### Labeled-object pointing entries
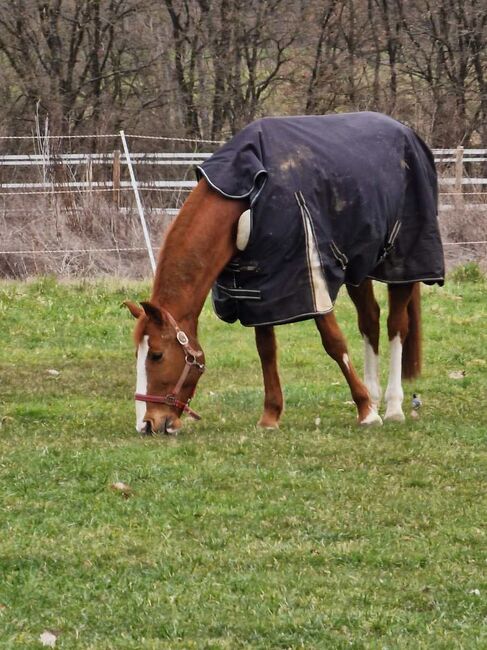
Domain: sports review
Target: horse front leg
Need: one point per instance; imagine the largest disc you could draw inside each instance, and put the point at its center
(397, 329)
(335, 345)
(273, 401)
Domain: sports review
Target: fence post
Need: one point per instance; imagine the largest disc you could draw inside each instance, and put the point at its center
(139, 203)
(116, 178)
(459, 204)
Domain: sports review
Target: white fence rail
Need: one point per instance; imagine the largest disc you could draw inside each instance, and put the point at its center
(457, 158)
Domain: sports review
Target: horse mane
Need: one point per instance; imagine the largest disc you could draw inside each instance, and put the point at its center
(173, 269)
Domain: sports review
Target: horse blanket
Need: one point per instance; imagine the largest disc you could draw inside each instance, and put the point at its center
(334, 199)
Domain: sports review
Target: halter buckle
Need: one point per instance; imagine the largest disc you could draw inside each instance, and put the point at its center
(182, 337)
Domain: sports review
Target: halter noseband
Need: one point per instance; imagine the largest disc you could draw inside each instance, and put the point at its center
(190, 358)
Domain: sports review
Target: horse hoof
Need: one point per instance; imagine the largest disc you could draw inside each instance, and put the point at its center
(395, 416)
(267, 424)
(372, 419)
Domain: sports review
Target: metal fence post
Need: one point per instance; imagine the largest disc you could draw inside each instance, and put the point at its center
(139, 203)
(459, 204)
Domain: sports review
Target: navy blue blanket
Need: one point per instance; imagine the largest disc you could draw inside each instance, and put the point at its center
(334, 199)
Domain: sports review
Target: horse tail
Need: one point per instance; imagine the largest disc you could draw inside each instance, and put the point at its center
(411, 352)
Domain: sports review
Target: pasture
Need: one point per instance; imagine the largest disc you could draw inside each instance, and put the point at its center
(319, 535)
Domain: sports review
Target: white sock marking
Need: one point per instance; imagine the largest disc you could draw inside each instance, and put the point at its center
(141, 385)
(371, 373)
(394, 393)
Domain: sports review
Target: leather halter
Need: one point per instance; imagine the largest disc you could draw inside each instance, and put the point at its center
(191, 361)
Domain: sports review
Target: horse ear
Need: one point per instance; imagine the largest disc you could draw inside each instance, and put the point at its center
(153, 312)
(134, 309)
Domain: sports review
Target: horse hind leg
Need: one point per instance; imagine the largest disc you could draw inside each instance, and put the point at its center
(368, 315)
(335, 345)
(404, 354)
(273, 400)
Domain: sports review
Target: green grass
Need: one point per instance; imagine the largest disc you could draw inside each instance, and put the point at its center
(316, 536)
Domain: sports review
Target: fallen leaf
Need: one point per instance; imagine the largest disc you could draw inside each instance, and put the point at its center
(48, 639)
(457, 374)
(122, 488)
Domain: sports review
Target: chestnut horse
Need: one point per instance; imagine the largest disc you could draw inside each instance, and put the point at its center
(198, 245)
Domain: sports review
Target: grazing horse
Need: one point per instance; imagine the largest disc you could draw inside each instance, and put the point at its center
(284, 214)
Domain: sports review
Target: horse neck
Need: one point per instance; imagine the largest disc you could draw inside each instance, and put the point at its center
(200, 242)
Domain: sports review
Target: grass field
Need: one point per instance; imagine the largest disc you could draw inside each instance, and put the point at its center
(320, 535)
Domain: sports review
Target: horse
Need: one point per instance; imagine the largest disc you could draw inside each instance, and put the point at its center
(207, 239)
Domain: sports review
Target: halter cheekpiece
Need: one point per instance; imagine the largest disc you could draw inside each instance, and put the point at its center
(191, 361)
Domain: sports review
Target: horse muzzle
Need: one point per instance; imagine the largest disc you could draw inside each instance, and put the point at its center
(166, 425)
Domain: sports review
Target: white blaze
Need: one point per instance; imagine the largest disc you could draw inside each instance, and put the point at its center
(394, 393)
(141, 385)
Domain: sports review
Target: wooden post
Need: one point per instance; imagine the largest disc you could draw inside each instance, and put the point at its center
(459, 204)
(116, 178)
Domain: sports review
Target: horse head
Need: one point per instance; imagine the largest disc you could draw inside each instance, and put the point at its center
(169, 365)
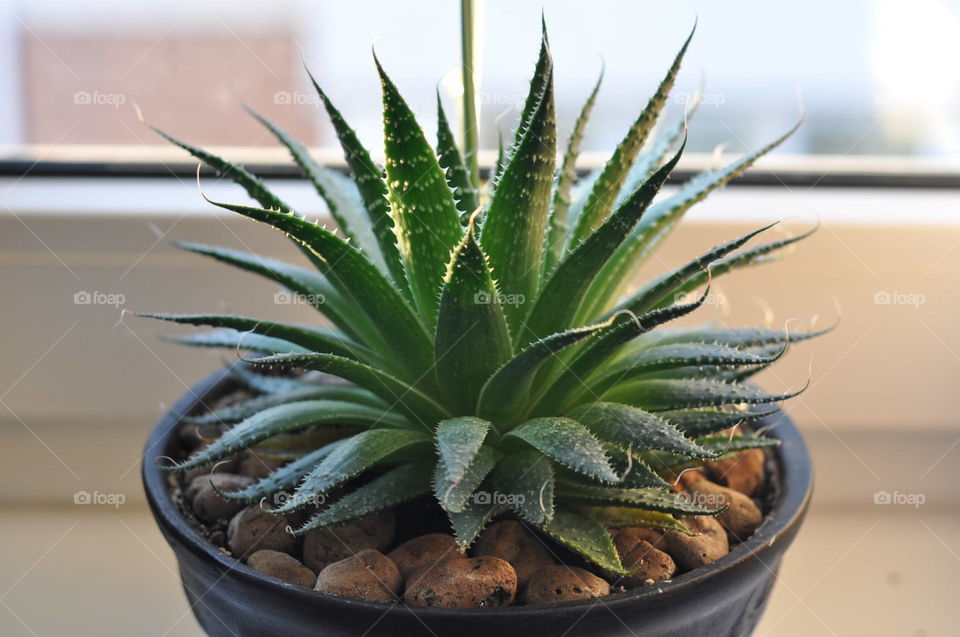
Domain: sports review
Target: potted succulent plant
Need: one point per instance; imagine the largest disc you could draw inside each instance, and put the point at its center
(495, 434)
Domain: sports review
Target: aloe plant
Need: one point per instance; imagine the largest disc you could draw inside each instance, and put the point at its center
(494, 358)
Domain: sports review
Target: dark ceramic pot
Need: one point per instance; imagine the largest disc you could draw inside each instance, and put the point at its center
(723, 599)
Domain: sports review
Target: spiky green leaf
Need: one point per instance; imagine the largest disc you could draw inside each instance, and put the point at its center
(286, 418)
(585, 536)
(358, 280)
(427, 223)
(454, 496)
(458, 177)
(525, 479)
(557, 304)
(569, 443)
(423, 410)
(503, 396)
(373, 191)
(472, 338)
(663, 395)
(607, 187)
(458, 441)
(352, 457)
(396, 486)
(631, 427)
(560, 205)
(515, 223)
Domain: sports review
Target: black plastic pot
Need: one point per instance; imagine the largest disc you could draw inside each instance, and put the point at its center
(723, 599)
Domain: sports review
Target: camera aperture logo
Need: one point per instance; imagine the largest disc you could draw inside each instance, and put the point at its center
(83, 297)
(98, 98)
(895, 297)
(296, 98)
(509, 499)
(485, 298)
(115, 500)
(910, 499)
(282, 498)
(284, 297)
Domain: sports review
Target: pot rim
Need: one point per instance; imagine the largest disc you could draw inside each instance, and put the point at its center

### Prompt
Identify each line of the material above that contains the string "fence" and reproduce those lines in full. The match is case-sensitive.

### Output for this task
Target: fence post
Target: white fence rail
Target: metal fence post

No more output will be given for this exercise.